Requirements: Edit the records below by replacing "query phrase" with "search phrase" wherever it appears, leaving every other part of each line unchanged. Give all the records back with that change, and omit the pictures from your answer.

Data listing
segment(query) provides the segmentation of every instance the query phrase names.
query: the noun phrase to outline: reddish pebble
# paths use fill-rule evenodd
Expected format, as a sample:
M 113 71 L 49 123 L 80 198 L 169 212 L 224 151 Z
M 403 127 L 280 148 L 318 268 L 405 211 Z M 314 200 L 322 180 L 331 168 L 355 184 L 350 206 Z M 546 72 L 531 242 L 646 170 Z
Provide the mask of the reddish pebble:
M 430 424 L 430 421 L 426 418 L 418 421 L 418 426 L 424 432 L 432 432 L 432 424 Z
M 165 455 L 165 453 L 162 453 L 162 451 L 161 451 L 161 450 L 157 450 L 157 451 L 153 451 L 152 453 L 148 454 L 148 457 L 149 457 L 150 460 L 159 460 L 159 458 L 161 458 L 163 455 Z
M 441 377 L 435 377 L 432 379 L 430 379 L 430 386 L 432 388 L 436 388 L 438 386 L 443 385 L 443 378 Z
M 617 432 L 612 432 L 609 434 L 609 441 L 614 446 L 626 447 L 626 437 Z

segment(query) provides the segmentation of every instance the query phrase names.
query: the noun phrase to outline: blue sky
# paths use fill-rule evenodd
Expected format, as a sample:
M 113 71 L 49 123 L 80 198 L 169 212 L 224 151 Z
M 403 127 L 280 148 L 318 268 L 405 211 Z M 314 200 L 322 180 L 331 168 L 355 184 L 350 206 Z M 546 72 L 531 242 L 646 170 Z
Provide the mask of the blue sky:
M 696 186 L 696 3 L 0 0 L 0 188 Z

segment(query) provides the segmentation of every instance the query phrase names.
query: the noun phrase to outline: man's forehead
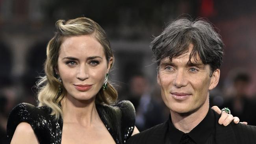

Solution for this exercise:
segment(query) provides the segmentation of every instance the search phrase names.
query: the noun phrase to outline: reddish pebble
# paths use fill-rule evenodd
Expected format, as a sample:
M 113 71 L 49 123 L 80 198 L 169 212 L 224 151 Z
M 403 127 L 280 148 L 318 268 L 405 211 Z M 314 200 L 322 180 L 331 168 L 355 184 L 350 206 Z M 546 72 L 531 242 L 646 170 Z
Provide the mask of the reddish pebble:
M 430 424 L 430 421 L 426 418 L 418 421 L 418 426 L 424 432 L 432 432 L 432 424 Z
M 165 455 L 165 453 L 162 453 L 162 451 L 161 451 L 161 450 L 157 450 L 157 451 L 153 451 L 152 453 L 148 454 L 148 457 L 149 457 L 150 460 L 159 460 L 159 458 L 161 458 L 163 455 Z
M 441 377 L 435 377 L 432 379 L 430 379 L 430 386 L 432 388 L 436 388 L 438 386 L 443 385 L 443 378 Z
M 617 432 L 612 432 L 609 434 L 609 441 L 614 446 L 626 447 L 626 437 Z

segment(query) provides the segmentation of every instance the search phrase names.
query: the noun phrase to outline: blue sky
# paths use fill-rule evenodd
Expected format, as a sample:
M 113 71 L 49 123 L 80 198 L 169 212 L 224 151 Z
M 403 127 L 280 148 L 318 268 L 405 211 Z M 314 200 L 322 180 L 331 168 L 355 184 L 350 206 Z M 546 72 L 531 242 L 646 170 Z
Provide the mask of the blue sky:
M 696 186 L 696 3 L 0 0 L 0 188 Z

segment(query) provides the segmentation of every instance the search phrase names.
query: the noun phrase to outline: man's forehead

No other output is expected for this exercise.